**Reading passage**
So, compilers are translators between you and your computer. They specifically translate rules and instructions
you want to give the computer.

Computer's think in binary numbers, only.

Sets of rules and instructions that computers follow are called programs (as if you didn't know that already...).

Again, this is an oversimplification, but it will suffice 90% of the time.

Examples of computer languages:
C, C++, Eiffel, FORTRAN, BASIC, Pascal, COBOL, Java, Modula-2, PL/I, Ada, Logo

Examples of simple syntax variation by computer language (very simple addition example):

C := A + B; (Pascal)
C = A + B (FORTRAN)
C = A + B; (PL/I)
C = A + B (BASIC)
ADD A,B GIVING C (COBOL)
C = A + B; (C)
C := A + B; (Ada)
C := A + B; (Modula-2)
MAKE "C : A + :B (Logo)

WHAT YOU SHOULD KNOW BEFORE YOU MOVE ON
OK, basically I have either just given you a few things to chew on if you are completely, 100% new to
computer programming or I have reiterated the very basic concepts that you already know about computers and
programming.

I am not going to write an Intro to Programming 101 course in this little primer, but with the basic knowledge
and understanding that you have from the first two sections, you can either figure out the things I am about to
write, or go look them up topic-by-topic on the web somewhere as I go.

(Don't worry, this will be very easy to understand and slow-going. Also, each topic and keyword will be
specific enough to look up on the web at any reference point I place at the end of this primer.)

**Data records**
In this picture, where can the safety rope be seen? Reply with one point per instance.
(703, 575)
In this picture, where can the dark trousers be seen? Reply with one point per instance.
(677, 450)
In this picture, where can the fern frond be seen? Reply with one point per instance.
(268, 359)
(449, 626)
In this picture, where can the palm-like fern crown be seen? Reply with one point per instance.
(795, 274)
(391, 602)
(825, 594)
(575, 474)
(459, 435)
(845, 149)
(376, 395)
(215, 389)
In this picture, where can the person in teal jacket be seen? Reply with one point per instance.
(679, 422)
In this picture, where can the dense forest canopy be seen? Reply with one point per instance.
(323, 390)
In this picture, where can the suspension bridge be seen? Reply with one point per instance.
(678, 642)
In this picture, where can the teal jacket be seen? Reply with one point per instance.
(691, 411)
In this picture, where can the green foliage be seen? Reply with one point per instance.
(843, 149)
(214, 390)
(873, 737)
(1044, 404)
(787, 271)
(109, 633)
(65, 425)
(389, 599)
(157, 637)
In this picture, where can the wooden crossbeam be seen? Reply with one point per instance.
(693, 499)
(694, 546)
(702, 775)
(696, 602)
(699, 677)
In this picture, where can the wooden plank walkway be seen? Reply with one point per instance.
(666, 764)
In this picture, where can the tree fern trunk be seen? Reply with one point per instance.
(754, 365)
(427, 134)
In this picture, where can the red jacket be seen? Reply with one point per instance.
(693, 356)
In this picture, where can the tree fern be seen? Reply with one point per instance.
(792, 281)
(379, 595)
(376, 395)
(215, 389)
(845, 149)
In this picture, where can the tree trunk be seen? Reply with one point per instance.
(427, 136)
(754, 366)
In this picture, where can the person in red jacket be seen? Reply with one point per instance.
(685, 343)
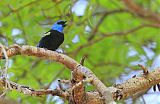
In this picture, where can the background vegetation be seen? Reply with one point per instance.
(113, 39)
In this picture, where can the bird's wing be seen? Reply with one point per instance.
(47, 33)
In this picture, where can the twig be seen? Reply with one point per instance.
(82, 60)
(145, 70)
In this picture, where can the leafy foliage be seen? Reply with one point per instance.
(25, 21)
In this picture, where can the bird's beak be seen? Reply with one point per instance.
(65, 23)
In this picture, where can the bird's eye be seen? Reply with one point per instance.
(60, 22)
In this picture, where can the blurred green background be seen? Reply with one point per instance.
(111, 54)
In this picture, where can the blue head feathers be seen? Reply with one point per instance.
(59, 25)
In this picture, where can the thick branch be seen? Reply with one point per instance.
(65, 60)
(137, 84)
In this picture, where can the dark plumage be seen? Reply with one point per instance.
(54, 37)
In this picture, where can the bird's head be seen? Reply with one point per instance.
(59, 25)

==

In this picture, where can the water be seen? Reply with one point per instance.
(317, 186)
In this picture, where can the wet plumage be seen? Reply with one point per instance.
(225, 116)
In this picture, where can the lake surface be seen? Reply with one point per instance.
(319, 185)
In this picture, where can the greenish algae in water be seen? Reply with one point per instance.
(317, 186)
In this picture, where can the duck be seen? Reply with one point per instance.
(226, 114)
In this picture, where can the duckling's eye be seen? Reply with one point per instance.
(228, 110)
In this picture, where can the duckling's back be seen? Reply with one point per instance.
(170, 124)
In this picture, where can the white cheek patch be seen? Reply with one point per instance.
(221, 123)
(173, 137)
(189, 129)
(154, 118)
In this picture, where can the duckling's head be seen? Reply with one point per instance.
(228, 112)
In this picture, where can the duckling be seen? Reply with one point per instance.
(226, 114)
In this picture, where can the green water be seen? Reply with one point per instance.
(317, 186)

* * *

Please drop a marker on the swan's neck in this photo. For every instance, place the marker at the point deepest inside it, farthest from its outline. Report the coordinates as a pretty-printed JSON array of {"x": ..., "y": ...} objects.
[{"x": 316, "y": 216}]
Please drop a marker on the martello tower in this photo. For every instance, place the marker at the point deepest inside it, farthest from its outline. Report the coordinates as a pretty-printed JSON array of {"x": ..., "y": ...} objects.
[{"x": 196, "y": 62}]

**What is needed**
Pick up the programming primer after its last sentence and keep writing it in the same casual, first-person voice.

**Answer to the problem**
Key Concepts
-   Six steps in problem solving (in computer science) are: Analyze the problem, Develope an algorithm, Write
    code for the program, Run the program, Test the results against answers manually arrived at (either with
    pencil and paper, or checked against a known program), Document the program.

[NOTE: These steps are valid for both OOP and procedural programming. The two types of programming part
ways, however, when it comes to the specifics of actually writing the code. More on that a little later...]

-   Top-down design is a process of dividing tasks into subtasks until each subtask can be readily
    accomplished. In other words, you take a problem you need the program to solve, and you divide the overall
    problem into a series of mini-problems. This is done in real-life, too.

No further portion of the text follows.